◆ Excerpt provided:
Hello I wnt to get started with Machine learning

#

Do I need to have solid grasp on calculus 😅

acoustic halo
#

Not really, there are plenty of libraries like sklearn and keras where you just chuck data into a model and watch it work

solemn atlas
#

Ooo I wnt to build my career as ai programmer

acoustic halo
#

You should probably understand how it works though if you want a career in it though

untold aspen
#

@solemn atlas well you need to understand calculus yea

solemn atlas
#

Of which lvl

untold aspen
#

AI researchers are much about math

solemn atlas
#

What all maths area I need to focus on

untold aspen
#

for beginning u needs to get to basic multivariate

#

multivariate calc is most of the basic concepts like backprop, loss min

solemn atlas
#

Ok I will search these things on yt and try to get solid grasp on these

untold aspen
#

gl

solemn atlas
#

Ty buddy

frank bone
#

when I change trade_date_minus to trade_date, it triggers on correct day but I don't understand it. Why would the model fitting function influence it? I purposely don't want to model the actual trigger date, as to not increase "scorevalue"
@frank bone any clue anyone?

lapis sequoia
#

Guys I'm trying to make a data science discord community for things like kaggle kernel discussions and research paper reading

#

If youre interested DM me for link

spark stag
#

!rule 6 @lapis sequoia please don't advertise your own server

arctic wedgeBOT
#

6. No spamming or unapproved advertising, including requests for paid work. Open-source projects can be showcased in #show-your-projects.

lapis sequoia
#

okay

frank bone
#

when I call FunctionB from FunctionA and FunctionB calls FunctionC, and then FunctionC should return a variable but in extreme cases it can't, how would I go about continuing in FunctionA where I left off?

#

is there something like a goto in python?

◆ Dataset extract:
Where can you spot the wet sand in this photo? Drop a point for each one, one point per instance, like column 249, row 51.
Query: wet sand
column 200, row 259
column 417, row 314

◆ Do this: Reproduce the entire forum thread word for word, from its first line to its last. You can set the material aside; it isn't needed here.

◆ Worked solution:
Hello I wnt to get started with Machine learning

#

Do I need to have solid grasp on calculus 😅

acoustic halo
#

Not really, there are plenty of libraries like sklearn and keras where you just chuck data into a model and watch it work

solemn atlas
#

Ooo I wnt to build my career as ai programmer

acoustic halo
#

You should probably understand how it works though if you want a career in it though

untold aspen
#

@solemn atlas well you need to understand calculus yea

solemn atlas
#

Of which lvl

untold aspen
#

AI researchers are much about math

solemn atlas
#

What all maths area I need to focus on

untold aspen
#

for beginning u needs to get to basic multivariate

#

multivariate calc is most of the basic concepts like backprop, loss min

solemn atlas
#

Ok I will search these things on yt and try to get solid grasp on these

untold aspen
#

gl

solemn atlas
#

Ty buddy

frank bone
#

when I change trade_date_minus to trade_date, it triggers on correct day but I don't understand it. Why would the model fitting function influence it? I purposely don't want to model the actual trigger date, as to not increase "scorevalue"
@frank bone any clue anyone?

lapis sequoia
#

Guys I'm trying to make a data science discord community for things like kaggle kernel discussions and research paper reading

#

If youre interested DM me for link

spark stag
#

!rule 6 @lapis sequoia please don't advertise your own server

arctic wedgeBOT
#

6. No spamming or unapproved advertising, including requests for paid work. Open-source projects can be showcased in #show-your-projects.

lapis sequoia
#

okay

frank bone
#

when I call FunctionB from FunctionA and FunctionB calls FunctionC, and then FunctionC should return a variable but in extreme cases it can't, how would I go about continuing in FunctionA where I left off?

#

is there something like a goto in python?